_TASK INSTRUCTIONS:_ From the data underneath, reproduce exactly the stretch that begins at the line with "column 635, row 230" and ends after the line with "column 482, row 69".

===

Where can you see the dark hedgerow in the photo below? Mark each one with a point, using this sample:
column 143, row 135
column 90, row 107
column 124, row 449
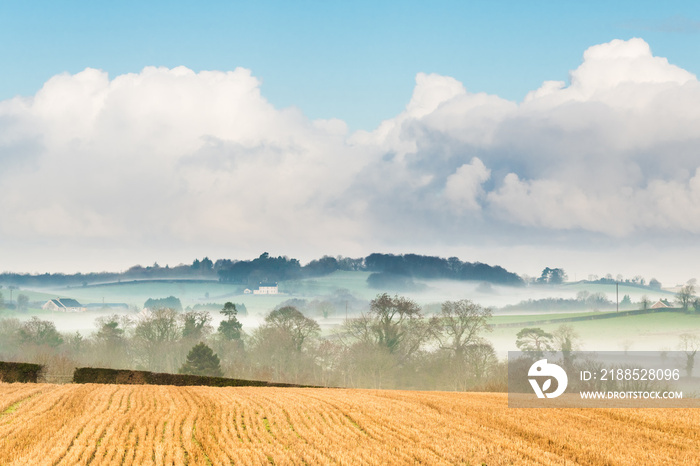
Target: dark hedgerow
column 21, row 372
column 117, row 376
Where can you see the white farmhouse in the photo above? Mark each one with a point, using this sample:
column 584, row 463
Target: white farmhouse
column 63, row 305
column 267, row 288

===

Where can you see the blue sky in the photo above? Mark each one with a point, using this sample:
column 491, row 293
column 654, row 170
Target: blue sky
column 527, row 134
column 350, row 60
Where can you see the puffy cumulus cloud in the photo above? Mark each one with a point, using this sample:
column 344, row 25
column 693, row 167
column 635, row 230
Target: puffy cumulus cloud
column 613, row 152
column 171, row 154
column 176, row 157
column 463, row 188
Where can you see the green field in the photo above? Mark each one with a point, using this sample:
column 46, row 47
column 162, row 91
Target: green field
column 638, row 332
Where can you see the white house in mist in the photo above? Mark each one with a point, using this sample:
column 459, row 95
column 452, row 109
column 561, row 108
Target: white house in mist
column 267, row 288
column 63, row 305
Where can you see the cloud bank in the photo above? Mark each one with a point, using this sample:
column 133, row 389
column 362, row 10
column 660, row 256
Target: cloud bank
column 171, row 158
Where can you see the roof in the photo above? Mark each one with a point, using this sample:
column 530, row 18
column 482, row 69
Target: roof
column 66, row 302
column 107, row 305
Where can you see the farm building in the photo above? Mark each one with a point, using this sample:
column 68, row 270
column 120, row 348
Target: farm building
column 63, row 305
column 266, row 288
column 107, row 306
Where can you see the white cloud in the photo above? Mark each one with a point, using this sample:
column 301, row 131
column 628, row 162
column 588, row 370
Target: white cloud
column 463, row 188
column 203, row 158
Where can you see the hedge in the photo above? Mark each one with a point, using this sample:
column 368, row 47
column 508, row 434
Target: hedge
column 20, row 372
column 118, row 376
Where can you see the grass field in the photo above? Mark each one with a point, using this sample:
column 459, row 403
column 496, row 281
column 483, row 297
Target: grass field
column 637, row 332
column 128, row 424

===

_SOLVED EXERCISE:_
column 635, row 230
Target: puffy cumulus cloud
column 613, row 152
column 171, row 154
column 176, row 157
column 463, row 188
Where can you see the green field in the photo above? Mark each one with a point, using this sample:
column 46, row 47
column 162, row 91
Target: green field
column 638, row 332
Where can you see the white house in mist in the photo above? Mark each one with a point, using this sample:
column 459, row 95
column 452, row 109
column 561, row 108
Target: white house in mist
column 267, row 288
column 63, row 305
Where can you see the cloud bank in the photo above? Mark each one with a point, using this sample:
column 133, row 389
column 362, row 10
column 660, row 256
Target: cloud bank
column 171, row 158
Where can you see the roof in the photo above? Mark each one with a point, using this sample:
column 530, row 18
column 482, row 69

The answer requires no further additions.